Work item —
Look through the data below, and copy each line that carries the word "woman".

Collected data

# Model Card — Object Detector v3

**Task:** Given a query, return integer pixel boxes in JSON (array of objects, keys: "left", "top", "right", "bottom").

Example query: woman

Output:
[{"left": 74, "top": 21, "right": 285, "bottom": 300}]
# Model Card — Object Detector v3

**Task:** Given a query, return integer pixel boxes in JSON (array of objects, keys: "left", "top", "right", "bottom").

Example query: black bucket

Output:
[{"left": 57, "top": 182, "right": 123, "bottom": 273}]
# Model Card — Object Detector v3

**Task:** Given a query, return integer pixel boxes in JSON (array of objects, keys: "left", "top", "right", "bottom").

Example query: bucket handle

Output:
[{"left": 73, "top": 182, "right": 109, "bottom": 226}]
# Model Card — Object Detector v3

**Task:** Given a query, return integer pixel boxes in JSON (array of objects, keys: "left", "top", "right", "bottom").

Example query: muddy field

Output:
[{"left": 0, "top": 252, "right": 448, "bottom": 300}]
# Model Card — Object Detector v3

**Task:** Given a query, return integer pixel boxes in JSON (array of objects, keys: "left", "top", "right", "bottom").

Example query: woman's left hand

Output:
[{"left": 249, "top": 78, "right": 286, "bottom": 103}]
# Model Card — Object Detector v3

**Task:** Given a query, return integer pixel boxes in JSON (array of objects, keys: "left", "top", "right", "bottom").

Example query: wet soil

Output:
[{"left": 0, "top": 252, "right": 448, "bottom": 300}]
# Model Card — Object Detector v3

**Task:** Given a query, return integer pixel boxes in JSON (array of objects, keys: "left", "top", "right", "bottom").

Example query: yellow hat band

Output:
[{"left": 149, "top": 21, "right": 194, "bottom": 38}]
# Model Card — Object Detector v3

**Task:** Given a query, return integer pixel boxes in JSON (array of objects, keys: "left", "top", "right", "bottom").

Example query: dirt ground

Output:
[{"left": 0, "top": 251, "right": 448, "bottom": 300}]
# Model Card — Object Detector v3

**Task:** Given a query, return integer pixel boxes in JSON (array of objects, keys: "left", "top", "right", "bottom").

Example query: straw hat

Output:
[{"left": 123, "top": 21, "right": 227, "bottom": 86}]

Answer box —
Example query: woman
Example query: woman's left hand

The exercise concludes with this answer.